Copy everything in the data below from its start down through the line containing "left=158, top=256, right=388, bottom=427", reproducing each line unchanged. Omit the pictures from your copy.

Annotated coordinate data
-- -- --

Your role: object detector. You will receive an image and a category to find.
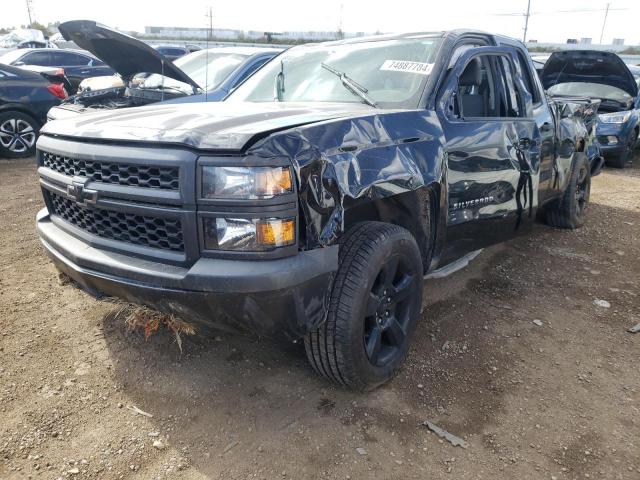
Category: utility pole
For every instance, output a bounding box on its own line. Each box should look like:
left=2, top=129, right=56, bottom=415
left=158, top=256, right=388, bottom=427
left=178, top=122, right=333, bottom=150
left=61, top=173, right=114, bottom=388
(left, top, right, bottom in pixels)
left=600, top=3, right=611, bottom=45
left=522, top=0, right=531, bottom=43
left=206, top=6, right=213, bottom=40
left=26, top=0, right=33, bottom=26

-- -- --

§ Finished exercise
Your role: object detector. You will receive an image and a category to find.
Category: utility pole
For every instance, output a bounding box on its own line. Each box should look like:
left=2, top=129, right=56, bottom=415
left=158, top=256, right=388, bottom=427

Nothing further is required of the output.